▶ Estratto del documento
Jacinta chiamata Yasmine: che il silenzio non sia abbandono!

La bambina partita dalla Tunisia in un barchino poi naufragato e rimasta sola in balia del mare aggrappata a due camere d'aria

Lunedi, 16/12/2024 - Il femminile di giornata / trentotto. Jacinta chiamata Yasmine: che il silenzio non sia abbandono!
E’ il 12 dicembre, la maggioranza dei giornali porta in prima pagina una fotografia, che racconta una storia drammatica, per ora a lieto fine. Alle 3 di mattina circa di un giorno o due prima - come scritto - l’equipaggio del veliero Trotamar III, della ong tedesca CompassCollective, sente miracolosamente una voce che chiede aiuto; spenti i motori e grazie al fascio di luce con cui può illuminare le oscure acque di quel tratto di Mediterraneo, raccoglie una bimba nera, come le camere d’aria a cui deve la sua salvezza.

▶ Materiale mostrato
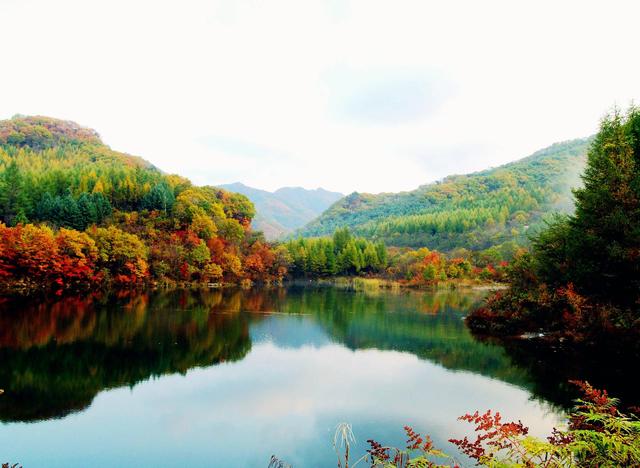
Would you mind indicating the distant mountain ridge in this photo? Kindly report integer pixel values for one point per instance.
(285, 210)
(494, 207)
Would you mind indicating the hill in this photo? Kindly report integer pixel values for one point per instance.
(285, 210)
(75, 214)
(494, 207)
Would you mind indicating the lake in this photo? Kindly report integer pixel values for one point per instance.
(230, 377)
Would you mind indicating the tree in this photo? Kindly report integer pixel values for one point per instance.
(12, 197)
(598, 248)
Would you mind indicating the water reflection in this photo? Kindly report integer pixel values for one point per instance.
(278, 368)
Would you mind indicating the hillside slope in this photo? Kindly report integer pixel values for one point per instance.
(474, 211)
(288, 208)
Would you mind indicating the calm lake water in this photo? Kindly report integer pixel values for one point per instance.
(228, 378)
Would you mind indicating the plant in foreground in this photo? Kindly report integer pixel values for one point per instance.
(597, 435)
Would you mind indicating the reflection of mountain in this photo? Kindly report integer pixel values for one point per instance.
(57, 357)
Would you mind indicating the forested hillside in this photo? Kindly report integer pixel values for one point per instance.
(74, 213)
(285, 210)
(495, 208)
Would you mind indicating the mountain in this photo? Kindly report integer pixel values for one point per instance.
(286, 209)
(475, 211)
(76, 215)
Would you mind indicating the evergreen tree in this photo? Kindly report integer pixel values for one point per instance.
(12, 197)
(598, 248)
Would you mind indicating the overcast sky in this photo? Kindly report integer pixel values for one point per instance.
(346, 95)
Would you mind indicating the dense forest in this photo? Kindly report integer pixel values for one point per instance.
(283, 211)
(496, 208)
(581, 279)
(76, 213)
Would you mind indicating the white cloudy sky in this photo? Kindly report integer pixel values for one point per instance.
(349, 95)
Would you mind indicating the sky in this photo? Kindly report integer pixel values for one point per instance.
(354, 95)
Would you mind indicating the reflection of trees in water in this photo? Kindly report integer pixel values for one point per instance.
(56, 357)
(609, 366)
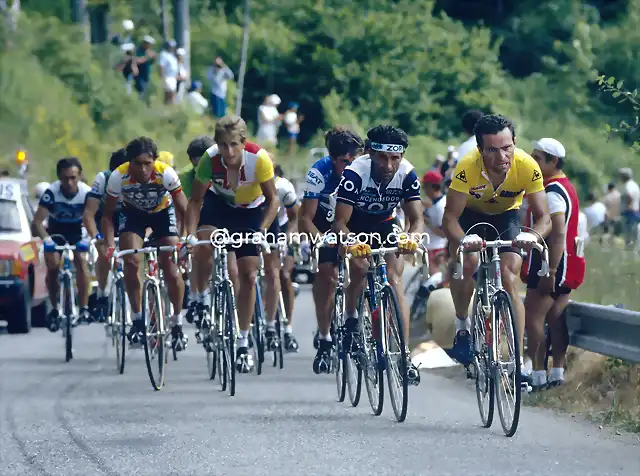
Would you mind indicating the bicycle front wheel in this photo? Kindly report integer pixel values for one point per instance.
(483, 355)
(155, 337)
(396, 354)
(337, 322)
(373, 370)
(119, 310)
(507, 371)
(68, 317)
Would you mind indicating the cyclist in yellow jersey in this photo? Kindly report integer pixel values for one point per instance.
(151, 194)
(234, 188)
(487, 186)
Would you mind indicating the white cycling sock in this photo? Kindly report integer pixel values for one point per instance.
(243, 340)
(556, 373)
(463, 324)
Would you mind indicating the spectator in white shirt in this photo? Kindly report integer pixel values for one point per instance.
(218, 75)
(269, 120)
(630, 195)
(292, 122)
(168, 64)
(595, 212)
(469, 121)
(195, 100)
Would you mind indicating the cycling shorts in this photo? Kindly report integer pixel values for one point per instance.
(72, 233)
(116, 222)
(163, 223)
(533, 280)
(219, 214)
(507, 223)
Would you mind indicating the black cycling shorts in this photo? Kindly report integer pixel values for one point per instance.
(533, 280)
(219, 214)
(162, 223)
(71, 232)
(507, 224)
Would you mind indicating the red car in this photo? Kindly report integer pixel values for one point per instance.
(23, 295)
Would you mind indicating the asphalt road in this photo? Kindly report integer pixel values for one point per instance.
(82, 418)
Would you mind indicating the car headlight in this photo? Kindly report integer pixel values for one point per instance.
(6, 268)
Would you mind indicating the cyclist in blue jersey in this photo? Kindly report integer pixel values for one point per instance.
(63, 204)
(370, 190)
(317, 213)
(92, 217)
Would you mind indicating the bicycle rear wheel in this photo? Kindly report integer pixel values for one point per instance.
(68, 317)
(278, 352)
(373, 371)
(258, 331)
(155, 337)
(119, 322)
(507, 377)
(337, 322)
(396, 354)
(483, 355)
(230, 337)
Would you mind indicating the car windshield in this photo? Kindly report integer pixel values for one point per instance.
(9, 216)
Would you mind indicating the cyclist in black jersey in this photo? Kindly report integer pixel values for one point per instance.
(92, 216)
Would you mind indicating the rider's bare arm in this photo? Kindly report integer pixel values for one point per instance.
(540, 208)
(413, 211)
(456, 203)
(305, 216)
(91, 206)
(38, 222)
(273, 203)
(198, 190)
(110, 205)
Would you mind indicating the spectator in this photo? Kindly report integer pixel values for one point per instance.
(469, 120)
(195, 99)
(292, 122)
(168, 65)
(218, 75)
(183, 74)
(128, 66)
(611, 202)
(269, 120)
(145, 57)
(595, 212)
(630, 197)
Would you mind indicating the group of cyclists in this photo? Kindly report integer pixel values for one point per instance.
(364, 186)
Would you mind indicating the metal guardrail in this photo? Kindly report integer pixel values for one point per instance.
(605, 330)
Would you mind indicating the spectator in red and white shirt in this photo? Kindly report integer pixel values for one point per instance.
(547, 297)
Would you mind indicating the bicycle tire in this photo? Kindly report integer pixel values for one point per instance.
(278, 352)
(337, 322)
(401, 404)
(483, 356)
(373, 371)
(121, 323)
(258, 331)
(154, 334)
(230, 336)
(68, 320)
(501, 300)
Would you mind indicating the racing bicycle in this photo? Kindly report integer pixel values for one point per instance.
(496, 362)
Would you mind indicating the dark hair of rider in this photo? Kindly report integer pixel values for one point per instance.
(140, 146)
(198, 146)
(118, 158)
(470, 119)
(388, 135)
(67, 163)
(342, 141)
(492, 124)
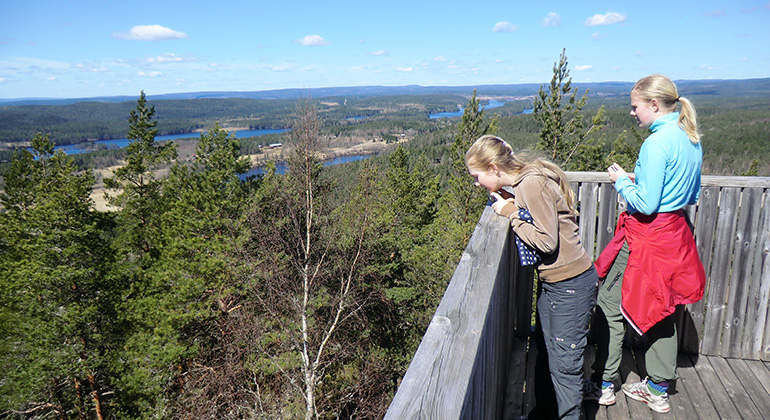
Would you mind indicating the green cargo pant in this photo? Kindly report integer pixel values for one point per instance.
(661, 343)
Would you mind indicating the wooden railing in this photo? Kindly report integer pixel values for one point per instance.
(460, 368)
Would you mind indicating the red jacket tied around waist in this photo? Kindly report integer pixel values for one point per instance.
(664, 269)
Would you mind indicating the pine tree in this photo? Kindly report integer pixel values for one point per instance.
(136, 183)
(56, 321)
(564, 130)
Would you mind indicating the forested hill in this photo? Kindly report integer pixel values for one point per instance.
(745, 87)
(69, 121)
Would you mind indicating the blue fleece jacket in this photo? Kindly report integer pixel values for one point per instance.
(667, 172)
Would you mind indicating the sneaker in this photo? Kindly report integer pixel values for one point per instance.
(641, 392)
(592, 392)
(608, 395)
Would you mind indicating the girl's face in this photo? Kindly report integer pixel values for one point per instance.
(487, 179)
(645, 112)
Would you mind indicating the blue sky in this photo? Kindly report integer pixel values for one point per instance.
(79, 48)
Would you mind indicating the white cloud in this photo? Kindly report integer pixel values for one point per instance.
(312, 41)
(504, 27)
(150, 74)
(92, 67)
(166, 58)
(552, 19)
(149, 33)
(610, 18)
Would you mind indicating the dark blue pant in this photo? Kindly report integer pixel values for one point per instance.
(564, 309)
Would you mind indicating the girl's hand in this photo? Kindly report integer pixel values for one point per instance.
(503, 206)
(616, 172)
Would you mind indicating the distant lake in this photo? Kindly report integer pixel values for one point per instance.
(459, 113)
(281, 167)
(90, 146)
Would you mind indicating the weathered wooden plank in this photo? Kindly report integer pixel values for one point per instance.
(446, 372)
(706, 180)
(756, 392)
(705, 223)
(608, 216)
(734, 388)
(517, 374)
(758, 340)
(680, 399)
(589, 198)
(703, 408)
(762, 372)
(529, 397)
(716, 299)
(714, 388)
(635, 371)
(753, 322)
(744, 239)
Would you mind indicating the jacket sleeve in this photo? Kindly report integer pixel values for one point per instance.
(534, 194)
(645, 195)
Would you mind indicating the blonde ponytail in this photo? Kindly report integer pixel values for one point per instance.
(489, 149)
(688, 120)
(657, 86)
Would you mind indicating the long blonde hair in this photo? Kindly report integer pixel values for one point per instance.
(657, 86)
(489, 149)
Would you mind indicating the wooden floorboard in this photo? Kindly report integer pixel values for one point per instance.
(703, 407)
(754, 389)
(734, 388)
(709, 387)
(714, 388)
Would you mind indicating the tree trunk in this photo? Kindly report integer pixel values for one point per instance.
(95, 395)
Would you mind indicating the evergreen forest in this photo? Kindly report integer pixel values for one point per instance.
(202, 293)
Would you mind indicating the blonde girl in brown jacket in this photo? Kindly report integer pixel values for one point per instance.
(567, 287)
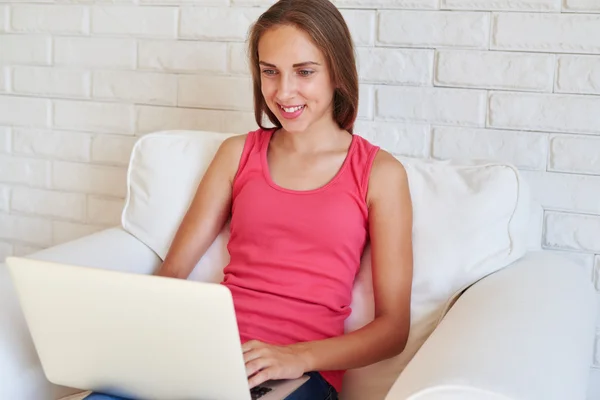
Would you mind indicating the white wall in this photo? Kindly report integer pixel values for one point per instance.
(517, 80)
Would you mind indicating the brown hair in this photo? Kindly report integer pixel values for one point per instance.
(328, 30)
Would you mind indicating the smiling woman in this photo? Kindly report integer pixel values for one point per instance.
(304, 198)
(298, 44)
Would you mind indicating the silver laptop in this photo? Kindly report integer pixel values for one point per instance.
(135, 336)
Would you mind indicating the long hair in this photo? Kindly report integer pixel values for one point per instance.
(322, 21)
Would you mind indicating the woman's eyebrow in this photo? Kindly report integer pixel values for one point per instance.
(302, 64)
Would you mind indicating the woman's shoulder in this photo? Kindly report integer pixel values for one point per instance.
(236, 143)
(387, 175)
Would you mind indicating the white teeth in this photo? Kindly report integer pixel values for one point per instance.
(292, 109)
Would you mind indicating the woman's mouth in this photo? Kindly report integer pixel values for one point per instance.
(291, 112)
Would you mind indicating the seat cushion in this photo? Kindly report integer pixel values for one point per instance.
(470, 219)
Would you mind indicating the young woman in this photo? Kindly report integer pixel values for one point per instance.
(304, 198)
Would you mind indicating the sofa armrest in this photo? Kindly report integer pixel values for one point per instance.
(21, 375)
(525, 332)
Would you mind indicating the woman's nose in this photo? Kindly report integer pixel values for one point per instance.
(287, 87)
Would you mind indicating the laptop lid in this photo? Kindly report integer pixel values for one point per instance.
(131, 335)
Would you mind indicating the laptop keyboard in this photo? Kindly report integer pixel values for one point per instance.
(259, 391)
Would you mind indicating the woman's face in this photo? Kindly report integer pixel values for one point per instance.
(295, 81)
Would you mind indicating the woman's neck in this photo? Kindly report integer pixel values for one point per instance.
(317, 138)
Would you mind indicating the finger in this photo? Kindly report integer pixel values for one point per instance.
(255, 366)
(259, 378)
(253, 354)
(249, 345)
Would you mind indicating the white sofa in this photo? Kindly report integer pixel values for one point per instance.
(493, 317)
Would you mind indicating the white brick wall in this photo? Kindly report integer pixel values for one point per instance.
(511, 80)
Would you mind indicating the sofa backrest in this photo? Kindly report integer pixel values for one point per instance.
(470, 220)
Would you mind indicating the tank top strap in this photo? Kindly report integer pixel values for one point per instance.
(250, 160)
(360, 162)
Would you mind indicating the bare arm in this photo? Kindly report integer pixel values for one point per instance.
(207, 213)
(390, 225)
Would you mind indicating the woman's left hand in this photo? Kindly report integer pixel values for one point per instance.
(265, 362)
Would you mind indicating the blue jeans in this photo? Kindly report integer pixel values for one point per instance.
(316, 388)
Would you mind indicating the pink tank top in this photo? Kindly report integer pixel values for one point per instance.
(295, 254)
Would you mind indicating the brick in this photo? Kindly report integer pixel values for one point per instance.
(138, 87)
(49, 203)
(247, 3)
(552, 32)
(105, 211)
(153, 119)
(70, 146)
(562, 151)
(94, 117)
(572, 232)
(4, 198)
(499, 5)
(26, 229)
(54, 18)
(24, 111)
(596, 361)
(86, 178)
(3, 18)
(238, 58)
(429, 29)
(418, 4)
(135, 21)
(94, 52)
(577, 193)
(25, 49)
(597, 272)
(182, 56)
(365, 102)
(5, 139)
(216, 23)
(431, 105)
(63, 231)
(527, 150)
(494, 70)
(112, 149)
(48, 81)
(581, 5)
(4, 79)
(190, 2)
(395, 66)
(225, 92)
(361, 24)
(6, 250)
(22, 250)
(410, 140)
(578, 74)
(21, 170)
(555, 113)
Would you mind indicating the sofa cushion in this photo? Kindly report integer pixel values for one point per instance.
(470, 219)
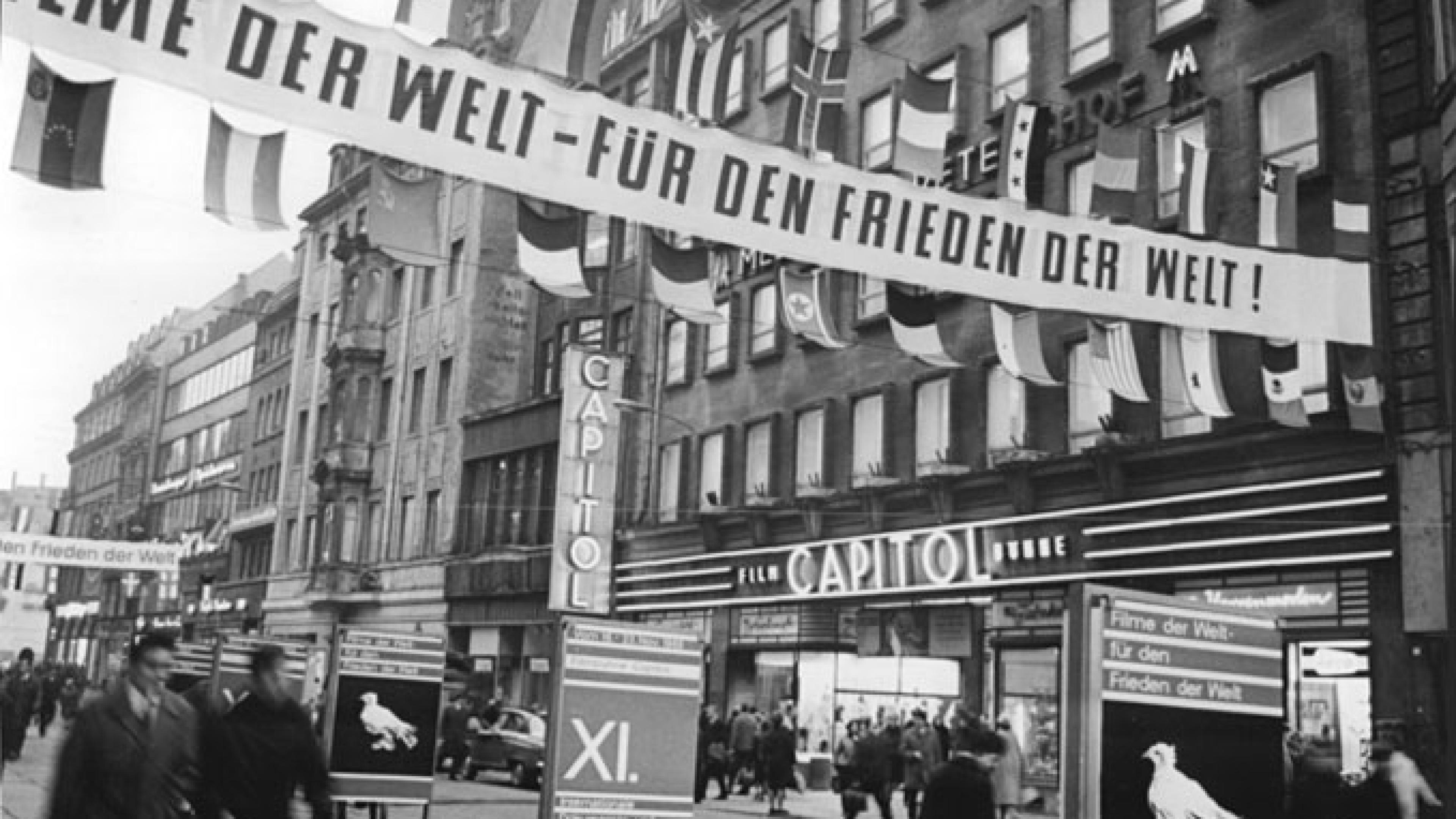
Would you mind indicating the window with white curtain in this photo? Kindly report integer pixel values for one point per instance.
(809, 449)
(1087, 400)
(1005, 410)
(868, 439)
(711, 471)
(932, 422)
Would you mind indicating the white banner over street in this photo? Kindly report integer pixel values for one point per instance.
(447, 110)
(89, 554)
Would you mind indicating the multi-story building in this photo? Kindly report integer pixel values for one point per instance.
(787, 473)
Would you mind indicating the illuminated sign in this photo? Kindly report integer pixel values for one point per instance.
(586, 483)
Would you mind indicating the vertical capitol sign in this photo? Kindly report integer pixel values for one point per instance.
(586, 483)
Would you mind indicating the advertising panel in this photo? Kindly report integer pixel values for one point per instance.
(624, 722)
(383, 716)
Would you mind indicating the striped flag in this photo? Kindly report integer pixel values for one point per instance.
(682, 282)
(241, 183)
(803, 301)
(1114, 359)
(817, 107)
(1203, 382)
(1018, 344)
(549, 250)
(1279, 206)
(62, 139)
(1024, 157)
(916, 331)
(1114, 173)
(1283, 382)
(924, 123)
(1363, 390)
(1196, 200)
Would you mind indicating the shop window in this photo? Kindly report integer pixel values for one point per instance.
(1090, 34)
(1170, 162)
(1011, 65)
(932, 423)
(1088, 401)
(1289, 121)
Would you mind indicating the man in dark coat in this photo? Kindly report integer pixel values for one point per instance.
(133, 753)
(261, 751)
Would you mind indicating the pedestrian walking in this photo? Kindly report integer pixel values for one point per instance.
(133, 753)
(19, 693)
(921, 750)
(261, 750)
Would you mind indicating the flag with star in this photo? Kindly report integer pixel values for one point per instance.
(817, 102)
(63, 130)
(803, 301)
(1024, 154)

▶ Compito assegnato A
Nel testo sulla bambina salvata in mare, a quale ong appartiene il veliero Trotamar III?
▶ Compito assegnato B
Riprendi il testo sulla bambina salvata in mare e proseguilo dal punto in cui si interrompe.

▶ Risposta corretta A
Alla ong tedesca CompassCollective.

▶ Risposta corretta B
Immediatamente è avvolta in quelle coperte termiche - la cui immagine porta a domandarsi come quell’oro metallico sia salvezza per il caldo che emana - e la foto mostra la sua testolina vicina alla volontaria che l’assiste nel trasbordo, come in un abbraccio. Sentendola lucida e presente, i volontari la rassicurano dicendole che “ora è in Europa e avrà una vita migliore”. Parole che vorremmo fossero vere, indimenticabili e che diventassero responsabilità militante per l’Italia tutta, quelle pronunciate per portarla velocemente a Lampedusa lontana 10 miglia .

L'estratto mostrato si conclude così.